• Task description: Could you reproduce the rows starting with the line containing "answer like [604,467]." and going on through the end of the records, requests included, multiplying every coordinate in the answers by 1.3 and rounding to whole numbers with halves rounded up? Leave the numbers in the requests and their format samples unchanged, and give only these rows.

Coordinate annotation rows

>>>

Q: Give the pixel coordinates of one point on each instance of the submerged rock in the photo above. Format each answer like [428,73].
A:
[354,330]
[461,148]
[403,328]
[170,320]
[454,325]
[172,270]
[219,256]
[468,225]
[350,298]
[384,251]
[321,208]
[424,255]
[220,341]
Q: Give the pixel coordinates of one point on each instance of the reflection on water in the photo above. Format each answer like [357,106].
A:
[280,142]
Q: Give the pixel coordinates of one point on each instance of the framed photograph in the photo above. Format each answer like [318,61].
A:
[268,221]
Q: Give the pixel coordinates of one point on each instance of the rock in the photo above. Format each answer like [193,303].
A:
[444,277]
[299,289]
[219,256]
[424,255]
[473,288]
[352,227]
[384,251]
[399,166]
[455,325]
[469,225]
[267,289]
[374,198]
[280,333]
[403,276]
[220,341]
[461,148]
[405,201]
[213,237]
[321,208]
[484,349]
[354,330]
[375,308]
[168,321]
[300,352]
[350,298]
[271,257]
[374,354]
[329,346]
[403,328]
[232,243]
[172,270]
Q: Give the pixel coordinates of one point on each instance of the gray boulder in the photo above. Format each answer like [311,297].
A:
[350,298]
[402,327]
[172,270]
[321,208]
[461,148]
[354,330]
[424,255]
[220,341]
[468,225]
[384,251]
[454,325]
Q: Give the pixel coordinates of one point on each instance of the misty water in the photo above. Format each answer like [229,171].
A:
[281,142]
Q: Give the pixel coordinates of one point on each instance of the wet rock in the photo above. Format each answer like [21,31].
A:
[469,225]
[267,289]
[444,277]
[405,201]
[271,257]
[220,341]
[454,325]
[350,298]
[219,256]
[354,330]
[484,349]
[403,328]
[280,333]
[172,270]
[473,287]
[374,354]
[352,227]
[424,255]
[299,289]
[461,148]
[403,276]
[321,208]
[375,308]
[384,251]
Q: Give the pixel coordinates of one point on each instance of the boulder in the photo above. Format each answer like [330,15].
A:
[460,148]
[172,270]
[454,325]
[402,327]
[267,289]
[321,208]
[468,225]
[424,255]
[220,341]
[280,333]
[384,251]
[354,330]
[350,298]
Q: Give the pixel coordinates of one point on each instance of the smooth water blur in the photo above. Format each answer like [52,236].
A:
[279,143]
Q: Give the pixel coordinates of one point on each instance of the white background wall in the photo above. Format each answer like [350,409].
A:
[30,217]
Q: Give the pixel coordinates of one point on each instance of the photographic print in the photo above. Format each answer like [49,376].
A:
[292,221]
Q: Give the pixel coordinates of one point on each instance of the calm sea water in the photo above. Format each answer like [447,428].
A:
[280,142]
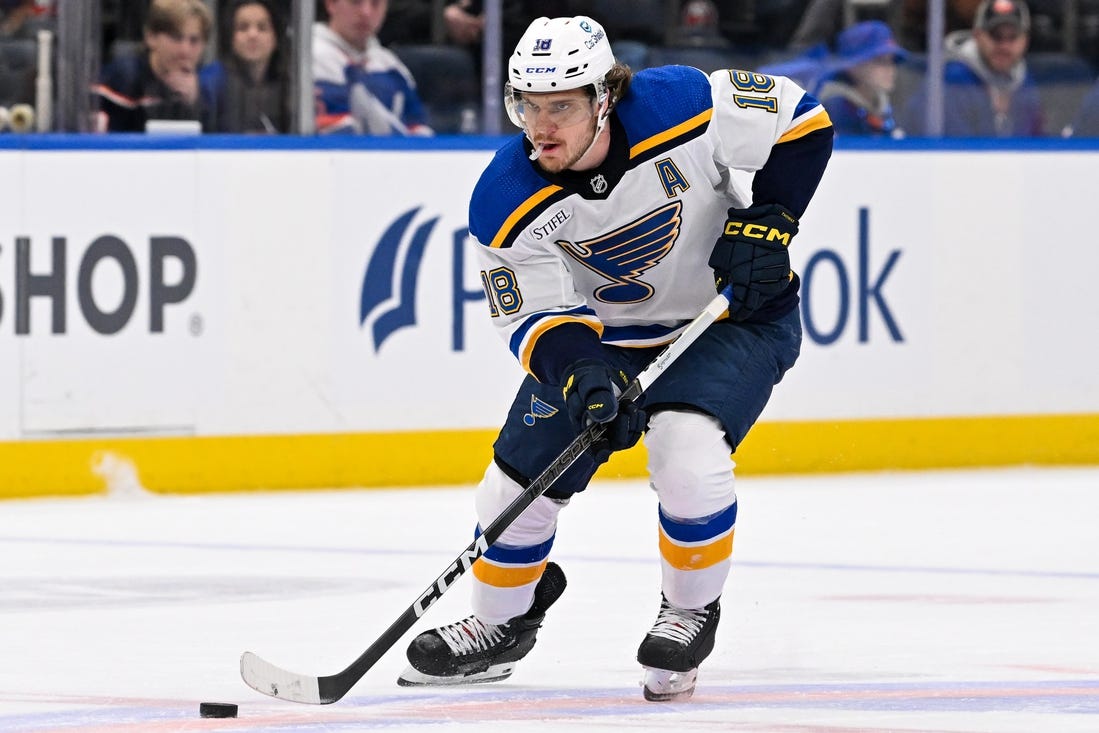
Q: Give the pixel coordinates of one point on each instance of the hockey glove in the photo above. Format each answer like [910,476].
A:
[752,255]
[591,391]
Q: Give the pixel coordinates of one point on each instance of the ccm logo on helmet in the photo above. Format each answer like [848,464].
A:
[756,232]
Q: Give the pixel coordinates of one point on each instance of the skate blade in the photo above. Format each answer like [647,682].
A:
[412,677]
[668,686]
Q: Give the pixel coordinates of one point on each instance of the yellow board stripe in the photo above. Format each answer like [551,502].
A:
[236,463]
[818,121]
[696,557]
[537,198]
[507,576]
[672,133]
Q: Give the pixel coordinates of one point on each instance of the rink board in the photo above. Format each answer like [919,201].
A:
[279,318]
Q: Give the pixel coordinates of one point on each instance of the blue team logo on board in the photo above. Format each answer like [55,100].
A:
[622,256]
[539,409]
[389,285]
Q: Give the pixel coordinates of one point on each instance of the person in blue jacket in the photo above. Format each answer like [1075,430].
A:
[857,87]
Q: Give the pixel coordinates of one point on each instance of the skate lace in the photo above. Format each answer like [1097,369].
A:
[677,624]
[470,635]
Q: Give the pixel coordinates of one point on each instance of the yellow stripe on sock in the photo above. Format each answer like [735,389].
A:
[507,576]
[696,557]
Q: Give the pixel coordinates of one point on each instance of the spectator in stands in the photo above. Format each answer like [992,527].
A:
[856,89]
[161,81]
[987,89]
[361,86]
[17,17]
[247,90]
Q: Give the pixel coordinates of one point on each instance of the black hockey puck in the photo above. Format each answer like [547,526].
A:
[218,710]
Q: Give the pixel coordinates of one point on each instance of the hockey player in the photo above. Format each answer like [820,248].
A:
[601,232]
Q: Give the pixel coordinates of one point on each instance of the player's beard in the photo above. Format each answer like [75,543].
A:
[573,152]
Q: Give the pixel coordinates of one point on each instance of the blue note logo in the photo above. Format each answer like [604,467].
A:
[539,409]
[622,256]
[389,286]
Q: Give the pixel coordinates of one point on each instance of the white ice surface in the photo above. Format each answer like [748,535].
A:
[923,601]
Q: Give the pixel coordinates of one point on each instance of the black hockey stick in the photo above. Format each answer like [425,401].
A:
[265,677]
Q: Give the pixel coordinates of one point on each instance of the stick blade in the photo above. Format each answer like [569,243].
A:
[264,677]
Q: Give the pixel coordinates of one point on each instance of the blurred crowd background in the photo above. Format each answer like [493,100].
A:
[890,68]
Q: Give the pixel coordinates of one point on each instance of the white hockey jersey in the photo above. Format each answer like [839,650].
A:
[624,248]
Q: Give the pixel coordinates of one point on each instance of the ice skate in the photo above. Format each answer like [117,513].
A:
[674,648]
[472,651]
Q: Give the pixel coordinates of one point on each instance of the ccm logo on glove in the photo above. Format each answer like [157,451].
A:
[752,256]
[591,391]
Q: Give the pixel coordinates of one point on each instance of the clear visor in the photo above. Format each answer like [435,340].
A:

<<<

• Full answer:
Q: Give the pixel coordinates of one point on each instance of the blue note logo in the photo above. Format each answer like [604,467].
A:
[701,532]
[809,333]
[506,372]
Q: Give the pixel coordinates of one point on each instance of the white ice surface in the photo above. Format each answer like [748,535].
A:
[1200,781]
Q: Give the pixel coordinates of one point on each instance of the black hockey stick in the photo above. Format each answer like [425,401].
A:
[345,880]
Q: Give the pixel coordinates of one point on each instance of the stick blade in the photo above. Format each answer like [569,243].
A:
[343,880]
Q: Give the pixel coordinates of one point on each instance of the blurred crowd background in the photo above. Format each answer like [493,100].
A:
[1157,88]
Q: Give the pixel coordinates of one point on each instance of the white hockey jersey in the photo above. Format each answer like [839,650].
A:
[811,322]
Q: Give the pixel coordinates of one point on each instance of the ice skate in the photo above. Format each answer like [117,513].
A:
[876,842]
[614,846]
Q: Give the pixel coordinates of one point on each instance of the ccm logo on glove in the photo above. Format each answer like [157,451].
A:
[978,333]
[768,508]
Q: Give the pixel coordinates of one point on each instance of the clear visor in the photo above. Format each answer like [435,340].
A:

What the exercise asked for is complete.